|A Human Rights-based Approach to HIV Prevention. AIDS 2010|
A human rights-based approach to mitigating the extent and effects of the AIDS epidemic, and promoting universal access to HIV services is critical. Although there has been notable progress in many areas, punitive laws, policies, practices, stigma and discrimination continue to undermine the achievement of universal access targets including access to prevention for those who need it and the MDGs related to the right to health.
Given the 2010 deadline for universal access set by world leaders, AIDS 2010 is a major push for expanded access to HIV prevention, treatment, care and support.
XVIII International HIV/AIDS ConferenceThe AIDS 2010 programme presents new scientific knowledge and offer many opportunities for structured dialogue on the major issues facing the global response to HIV.
How we can effectively scale up evidence-informed and human rights-based laws, policies and programmes in support of a ‘prevention revolution’ to break the trajectory of the epidemic. Panelists from governments, civil society and the UN presents their views on whether we have used human rights analysis effectively to move forward in achieving Universal Access to prevention, treatment, and care and support services.
Vienna, Austria. 18 July 2010
Global Village Session.
It can safely be said that a critical and perhaps initial step towards Universal Access has been taken by rights-holders who by claiming their human right to the enjoyment of the highest attainable standard of health -“right to health” - which includes obligations and measures to guarantee prevention, treatment and care - have succeeded in making this human right and other related human rights a reality to themselves and to many others. Those claims have been strongly supported by international and regional Human Rights treaty bodies, committees and special rapporteurs by requesting duty-bearers (mainly Governments) to honor the international treaties and agreements their countries have subscribed to. Whether by strong conviction or as a result of resources interposed before human rights 'duty-bearers’ the response is in many instances supportive of and conducive to the achievements of the Universal Access targets.

* _Things to do_:
1) According to the passage on a human rights-based approach to HIV prevention, where and on what date was it presented?
2) Continue the passage on a human rights-based approach to HIV prevention, starting after its last sentence.

Stored data entries
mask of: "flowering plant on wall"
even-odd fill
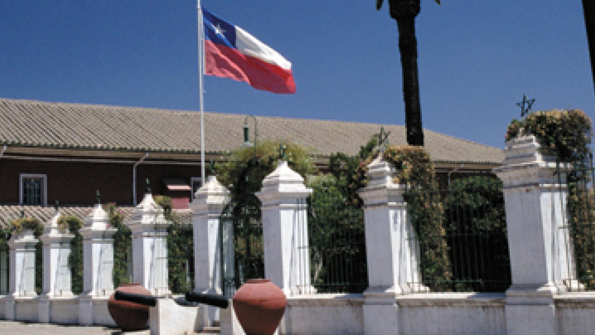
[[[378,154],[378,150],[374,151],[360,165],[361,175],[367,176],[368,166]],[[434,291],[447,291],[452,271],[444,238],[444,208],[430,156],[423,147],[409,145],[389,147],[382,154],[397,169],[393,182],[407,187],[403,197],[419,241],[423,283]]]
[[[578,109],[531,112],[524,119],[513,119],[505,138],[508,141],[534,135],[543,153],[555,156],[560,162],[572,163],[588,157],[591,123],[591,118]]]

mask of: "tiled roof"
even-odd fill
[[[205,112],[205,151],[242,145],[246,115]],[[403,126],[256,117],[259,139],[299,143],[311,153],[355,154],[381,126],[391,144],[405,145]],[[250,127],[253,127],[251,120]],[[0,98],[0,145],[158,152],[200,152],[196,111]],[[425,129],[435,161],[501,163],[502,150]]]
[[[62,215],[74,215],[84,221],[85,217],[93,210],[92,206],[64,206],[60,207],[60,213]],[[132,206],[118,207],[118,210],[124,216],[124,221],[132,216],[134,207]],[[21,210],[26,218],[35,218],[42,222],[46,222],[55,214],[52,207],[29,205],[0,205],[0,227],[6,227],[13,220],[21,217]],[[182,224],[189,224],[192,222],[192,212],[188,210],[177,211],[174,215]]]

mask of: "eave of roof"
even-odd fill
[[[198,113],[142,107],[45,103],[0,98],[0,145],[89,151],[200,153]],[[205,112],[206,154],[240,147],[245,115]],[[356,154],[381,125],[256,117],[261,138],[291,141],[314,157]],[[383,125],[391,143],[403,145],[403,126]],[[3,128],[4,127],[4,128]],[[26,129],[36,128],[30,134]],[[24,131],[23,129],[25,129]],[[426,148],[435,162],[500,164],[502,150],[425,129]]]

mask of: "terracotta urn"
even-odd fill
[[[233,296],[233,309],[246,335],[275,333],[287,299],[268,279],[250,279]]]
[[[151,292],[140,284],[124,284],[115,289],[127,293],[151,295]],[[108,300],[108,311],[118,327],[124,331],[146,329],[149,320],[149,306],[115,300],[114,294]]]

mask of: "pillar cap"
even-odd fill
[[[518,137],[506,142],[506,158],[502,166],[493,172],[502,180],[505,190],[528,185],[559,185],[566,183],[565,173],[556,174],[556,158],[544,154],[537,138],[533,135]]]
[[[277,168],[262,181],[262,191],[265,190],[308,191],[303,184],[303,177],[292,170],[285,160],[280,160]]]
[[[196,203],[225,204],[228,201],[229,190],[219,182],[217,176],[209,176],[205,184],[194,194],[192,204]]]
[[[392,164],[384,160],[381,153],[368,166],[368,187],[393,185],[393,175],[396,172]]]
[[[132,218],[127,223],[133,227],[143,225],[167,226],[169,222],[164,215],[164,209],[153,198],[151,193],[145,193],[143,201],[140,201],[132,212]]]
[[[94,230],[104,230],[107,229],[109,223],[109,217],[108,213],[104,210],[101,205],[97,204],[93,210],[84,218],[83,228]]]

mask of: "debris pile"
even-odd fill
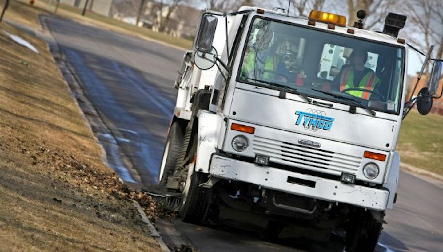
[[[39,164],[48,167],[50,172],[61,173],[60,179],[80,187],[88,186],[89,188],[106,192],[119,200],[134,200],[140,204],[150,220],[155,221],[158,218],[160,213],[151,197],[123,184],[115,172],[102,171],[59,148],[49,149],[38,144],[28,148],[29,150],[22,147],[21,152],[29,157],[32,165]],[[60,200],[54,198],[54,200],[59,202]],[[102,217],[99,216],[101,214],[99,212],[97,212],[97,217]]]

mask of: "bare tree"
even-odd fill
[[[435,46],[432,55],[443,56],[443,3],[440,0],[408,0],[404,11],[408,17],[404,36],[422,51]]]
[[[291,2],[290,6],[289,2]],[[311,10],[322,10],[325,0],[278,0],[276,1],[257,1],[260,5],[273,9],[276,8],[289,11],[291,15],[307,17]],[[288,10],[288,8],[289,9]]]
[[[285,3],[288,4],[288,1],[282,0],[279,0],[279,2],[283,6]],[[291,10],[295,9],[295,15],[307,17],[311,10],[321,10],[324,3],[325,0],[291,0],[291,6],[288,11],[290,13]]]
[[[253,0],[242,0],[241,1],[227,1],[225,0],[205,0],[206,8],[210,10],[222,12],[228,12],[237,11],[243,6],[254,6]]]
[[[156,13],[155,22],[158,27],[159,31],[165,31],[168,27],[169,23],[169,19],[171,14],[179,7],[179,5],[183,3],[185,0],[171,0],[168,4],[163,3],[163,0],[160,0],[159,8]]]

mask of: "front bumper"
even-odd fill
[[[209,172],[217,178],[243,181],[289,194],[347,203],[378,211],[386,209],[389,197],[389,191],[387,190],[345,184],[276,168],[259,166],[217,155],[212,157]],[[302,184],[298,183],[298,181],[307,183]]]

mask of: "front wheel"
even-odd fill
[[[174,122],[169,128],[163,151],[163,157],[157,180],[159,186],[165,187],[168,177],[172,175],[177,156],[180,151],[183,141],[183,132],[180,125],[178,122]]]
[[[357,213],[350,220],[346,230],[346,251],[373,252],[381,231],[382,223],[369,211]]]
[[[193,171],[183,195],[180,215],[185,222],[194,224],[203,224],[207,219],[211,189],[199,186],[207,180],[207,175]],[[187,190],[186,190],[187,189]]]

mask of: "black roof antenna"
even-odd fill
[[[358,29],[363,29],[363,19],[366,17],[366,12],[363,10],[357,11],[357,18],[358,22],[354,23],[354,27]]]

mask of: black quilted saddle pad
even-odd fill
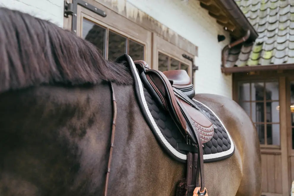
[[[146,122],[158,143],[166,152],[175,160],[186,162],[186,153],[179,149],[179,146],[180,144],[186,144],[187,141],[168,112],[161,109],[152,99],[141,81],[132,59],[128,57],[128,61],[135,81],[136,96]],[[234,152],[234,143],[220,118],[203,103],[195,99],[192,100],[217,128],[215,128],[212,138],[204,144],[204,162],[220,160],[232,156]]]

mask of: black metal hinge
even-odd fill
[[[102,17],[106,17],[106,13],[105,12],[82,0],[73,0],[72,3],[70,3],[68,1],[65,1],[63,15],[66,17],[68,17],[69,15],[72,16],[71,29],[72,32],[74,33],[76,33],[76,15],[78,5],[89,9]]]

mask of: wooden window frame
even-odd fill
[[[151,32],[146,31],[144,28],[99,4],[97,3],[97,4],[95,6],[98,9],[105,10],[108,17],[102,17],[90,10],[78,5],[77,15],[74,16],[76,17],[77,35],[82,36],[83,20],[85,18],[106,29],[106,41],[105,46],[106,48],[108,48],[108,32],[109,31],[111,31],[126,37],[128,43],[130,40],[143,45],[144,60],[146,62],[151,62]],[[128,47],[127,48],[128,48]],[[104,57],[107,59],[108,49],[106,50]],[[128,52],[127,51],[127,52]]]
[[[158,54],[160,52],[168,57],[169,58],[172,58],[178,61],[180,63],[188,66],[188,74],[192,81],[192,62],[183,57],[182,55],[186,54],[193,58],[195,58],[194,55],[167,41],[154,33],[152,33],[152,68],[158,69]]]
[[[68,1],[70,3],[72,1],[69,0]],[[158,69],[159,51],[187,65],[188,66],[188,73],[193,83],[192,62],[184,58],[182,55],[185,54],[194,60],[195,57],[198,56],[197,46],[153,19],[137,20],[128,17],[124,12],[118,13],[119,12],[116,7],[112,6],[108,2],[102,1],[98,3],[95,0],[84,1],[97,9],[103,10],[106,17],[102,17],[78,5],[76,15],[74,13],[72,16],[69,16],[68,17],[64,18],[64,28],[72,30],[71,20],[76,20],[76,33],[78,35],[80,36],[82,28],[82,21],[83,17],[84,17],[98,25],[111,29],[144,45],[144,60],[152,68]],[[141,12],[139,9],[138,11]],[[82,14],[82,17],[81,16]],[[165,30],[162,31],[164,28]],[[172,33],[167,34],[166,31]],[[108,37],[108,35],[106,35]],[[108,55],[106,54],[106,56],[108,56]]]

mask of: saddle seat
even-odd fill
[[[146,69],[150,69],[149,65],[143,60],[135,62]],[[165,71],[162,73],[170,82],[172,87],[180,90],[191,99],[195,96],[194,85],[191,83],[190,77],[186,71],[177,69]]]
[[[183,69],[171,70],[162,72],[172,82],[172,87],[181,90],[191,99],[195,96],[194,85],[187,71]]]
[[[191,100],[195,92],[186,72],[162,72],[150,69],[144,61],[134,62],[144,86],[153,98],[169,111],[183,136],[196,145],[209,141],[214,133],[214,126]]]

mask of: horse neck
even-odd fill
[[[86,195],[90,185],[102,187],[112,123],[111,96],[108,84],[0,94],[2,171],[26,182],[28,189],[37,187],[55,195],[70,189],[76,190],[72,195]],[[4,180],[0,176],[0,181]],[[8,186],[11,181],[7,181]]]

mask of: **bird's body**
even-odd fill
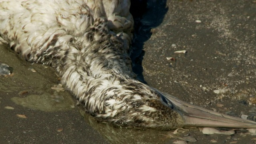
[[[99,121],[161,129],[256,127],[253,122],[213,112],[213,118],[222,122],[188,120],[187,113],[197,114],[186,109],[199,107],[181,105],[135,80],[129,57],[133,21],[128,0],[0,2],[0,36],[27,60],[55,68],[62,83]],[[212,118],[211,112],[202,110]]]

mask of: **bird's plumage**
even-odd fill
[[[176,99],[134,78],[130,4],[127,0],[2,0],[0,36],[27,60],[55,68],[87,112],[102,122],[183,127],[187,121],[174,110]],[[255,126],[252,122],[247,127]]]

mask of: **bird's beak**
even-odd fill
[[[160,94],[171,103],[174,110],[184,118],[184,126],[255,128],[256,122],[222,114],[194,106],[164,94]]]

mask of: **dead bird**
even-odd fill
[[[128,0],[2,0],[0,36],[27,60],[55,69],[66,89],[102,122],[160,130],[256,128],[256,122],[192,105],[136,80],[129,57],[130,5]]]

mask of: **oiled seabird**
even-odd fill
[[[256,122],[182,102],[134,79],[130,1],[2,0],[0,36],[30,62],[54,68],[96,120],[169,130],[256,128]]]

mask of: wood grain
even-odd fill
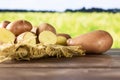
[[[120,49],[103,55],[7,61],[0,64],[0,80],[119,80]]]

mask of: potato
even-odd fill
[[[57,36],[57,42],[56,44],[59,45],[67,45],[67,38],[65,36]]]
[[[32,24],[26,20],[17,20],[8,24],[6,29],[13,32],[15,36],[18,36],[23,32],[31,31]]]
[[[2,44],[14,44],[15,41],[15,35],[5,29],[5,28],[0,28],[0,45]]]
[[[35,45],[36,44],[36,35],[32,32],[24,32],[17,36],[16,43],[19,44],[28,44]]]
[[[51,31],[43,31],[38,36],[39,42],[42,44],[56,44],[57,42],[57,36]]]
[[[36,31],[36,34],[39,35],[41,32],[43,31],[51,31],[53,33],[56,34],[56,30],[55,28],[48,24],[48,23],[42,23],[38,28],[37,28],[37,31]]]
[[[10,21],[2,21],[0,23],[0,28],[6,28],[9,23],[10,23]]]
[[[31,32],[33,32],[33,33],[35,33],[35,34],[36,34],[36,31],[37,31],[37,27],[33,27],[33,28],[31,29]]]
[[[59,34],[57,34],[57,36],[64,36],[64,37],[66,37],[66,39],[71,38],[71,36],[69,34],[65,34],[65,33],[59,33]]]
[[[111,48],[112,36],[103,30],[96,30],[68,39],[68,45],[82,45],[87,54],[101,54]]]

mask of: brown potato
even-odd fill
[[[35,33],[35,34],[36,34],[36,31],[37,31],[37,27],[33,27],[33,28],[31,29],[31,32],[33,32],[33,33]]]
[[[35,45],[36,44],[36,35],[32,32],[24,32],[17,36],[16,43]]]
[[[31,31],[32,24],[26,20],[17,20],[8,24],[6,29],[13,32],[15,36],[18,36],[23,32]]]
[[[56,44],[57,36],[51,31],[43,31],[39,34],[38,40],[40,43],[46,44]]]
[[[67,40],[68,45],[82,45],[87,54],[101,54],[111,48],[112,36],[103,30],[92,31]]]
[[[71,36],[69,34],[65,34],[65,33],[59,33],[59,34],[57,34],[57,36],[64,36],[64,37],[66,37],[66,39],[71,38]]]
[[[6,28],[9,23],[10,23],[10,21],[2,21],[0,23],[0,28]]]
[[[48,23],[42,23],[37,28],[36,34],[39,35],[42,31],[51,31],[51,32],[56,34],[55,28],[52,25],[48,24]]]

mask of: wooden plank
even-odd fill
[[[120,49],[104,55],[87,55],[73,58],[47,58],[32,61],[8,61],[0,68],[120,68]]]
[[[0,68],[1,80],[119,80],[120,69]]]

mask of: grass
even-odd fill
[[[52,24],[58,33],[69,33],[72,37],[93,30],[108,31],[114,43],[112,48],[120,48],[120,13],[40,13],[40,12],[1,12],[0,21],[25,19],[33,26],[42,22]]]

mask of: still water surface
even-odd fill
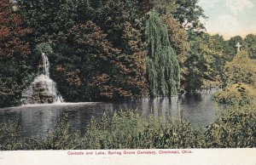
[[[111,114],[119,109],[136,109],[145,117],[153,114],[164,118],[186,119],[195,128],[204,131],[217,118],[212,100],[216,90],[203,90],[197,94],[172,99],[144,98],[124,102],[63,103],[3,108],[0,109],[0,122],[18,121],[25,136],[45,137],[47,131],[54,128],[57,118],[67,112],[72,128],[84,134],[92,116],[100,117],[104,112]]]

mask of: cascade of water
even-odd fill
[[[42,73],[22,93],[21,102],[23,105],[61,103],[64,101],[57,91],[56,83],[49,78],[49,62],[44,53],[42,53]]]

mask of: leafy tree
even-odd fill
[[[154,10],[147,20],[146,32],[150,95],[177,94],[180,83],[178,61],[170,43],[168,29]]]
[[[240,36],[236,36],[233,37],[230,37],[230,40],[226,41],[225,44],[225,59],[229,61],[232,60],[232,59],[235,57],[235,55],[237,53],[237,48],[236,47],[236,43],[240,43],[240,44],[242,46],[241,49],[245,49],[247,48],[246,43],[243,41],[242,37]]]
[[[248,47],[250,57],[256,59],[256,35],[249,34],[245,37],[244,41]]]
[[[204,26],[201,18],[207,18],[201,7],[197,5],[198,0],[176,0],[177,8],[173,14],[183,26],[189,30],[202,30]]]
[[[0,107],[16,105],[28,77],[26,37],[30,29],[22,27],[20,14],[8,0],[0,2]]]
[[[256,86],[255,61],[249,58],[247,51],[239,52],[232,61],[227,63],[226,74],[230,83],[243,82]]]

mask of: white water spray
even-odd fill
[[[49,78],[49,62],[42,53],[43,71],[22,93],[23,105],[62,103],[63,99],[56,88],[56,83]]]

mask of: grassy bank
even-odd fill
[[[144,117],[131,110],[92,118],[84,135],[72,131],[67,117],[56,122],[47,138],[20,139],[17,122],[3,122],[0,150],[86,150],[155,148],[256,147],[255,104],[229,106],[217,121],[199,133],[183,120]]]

* _Task results_:
1) It was presented in Vienna, Austria, on 18 July 2010.

2)
This has been the experience in many countries of the Region of the Americas through “precautionary measures” or “emergency measures” interposed by the Inter-American Commission on human rights, they seek to guarantee availability of treatments and therefore to guarantee fundamental rights to persons living with HIV such as the right to life, the right to personal integrity and the right to equal protection under the law, among others. The scale up process is active when the equation of awareness and exercise of Human Rights by rights-holders and commitment by duty bearers is balanced. Hence, the halting of the HIV epidemic entails knowledge sharing and awareness, through the educational processes on Human Rights treaties, principles and standards for all stakeholders, including the private sector.
PAHO has supported educational activities of health authorities, judges, legislators, ombudspersons and members of civil society on Human Rights which have resulted in the expansion in offering and utilization of voluntary testing and counseling, access to condoms, and positive prevention actions.
It is important to mention that prevention, treatment and care without discrimination are intrinsic elements of the right to health enshrined in the constitution of the World Health Organization and also in several international and regional human rights treaties such as the Covenant on Economic, Social and Cultural Rights and the Protocol of San Salvador, just to mention a few.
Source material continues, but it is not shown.